== Stored records ==

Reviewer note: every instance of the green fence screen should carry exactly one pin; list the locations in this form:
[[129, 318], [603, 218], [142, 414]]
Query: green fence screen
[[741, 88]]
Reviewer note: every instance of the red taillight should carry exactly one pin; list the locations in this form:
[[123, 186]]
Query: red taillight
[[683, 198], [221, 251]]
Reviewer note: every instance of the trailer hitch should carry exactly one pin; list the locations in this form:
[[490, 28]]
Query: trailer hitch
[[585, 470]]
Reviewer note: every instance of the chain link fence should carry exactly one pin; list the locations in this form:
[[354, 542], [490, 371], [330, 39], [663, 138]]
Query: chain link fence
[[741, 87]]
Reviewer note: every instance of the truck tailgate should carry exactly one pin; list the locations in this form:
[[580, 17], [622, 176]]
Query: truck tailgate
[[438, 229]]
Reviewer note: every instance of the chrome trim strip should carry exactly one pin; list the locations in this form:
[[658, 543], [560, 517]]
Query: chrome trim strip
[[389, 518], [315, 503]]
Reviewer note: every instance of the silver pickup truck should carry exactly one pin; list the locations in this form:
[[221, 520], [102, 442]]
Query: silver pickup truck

===

== What you will do ==
Rewrite all of the data above as a JSON list of strings, with one string for each line and no blank lines.

== Reply to the task ==
[
  "Reviewer note: every instance of the green fence screen should carry exactly one pin; list the locations in this form:",
  "[[129, 318], [603, 218], [142, 414]]",
  "Query: green fence screen",
  "[[741, 88]]",
  "Reviewer note: every instance of the red taillight should carry exactly one pin; list the locations in this form:",
  "[[123, 186]]",
  "Query: red taillight",
  "[[683, 198], [221, 251]]",
  "Reviewer note: every instance of the trailer hitch should carry exactly one pin; list the locations in this form:",
  "[[490, 28]]",
  "Query: trailer hitch",
  "[[585, 470]]",
  "Reviewer note: every instance of the chain link fence should carry exactly one pin; list the locations in this form:",
  "[[354, 542], [490, 371], [330, 39], [663, 138]]",
  "Query: chain link fence",
  "[[741, 87]]",
  "Reviewer note: every instance of the truck tailgate should carry exactly one pin; list the locations in this form:",
  "[[580, 17], [622, 176]]",
  "Query: truck tailgate",
  "[[438, 229]]",
  "Reviewer note: every instance of the chrome trim strip should carry exactly one pin; list the locations in this form:",
  "[[658, 543], [560, 517]]",
  "Query: chrome trim strip",
  "[[389, 518], [315, 503]]",
  "Reviewer note: every instance of the silver pickup truck should carry exactly one pin; list the locations in this form:",
  "[[221, 520], [102, 442]]",
  "Query: silver pickup truck"
]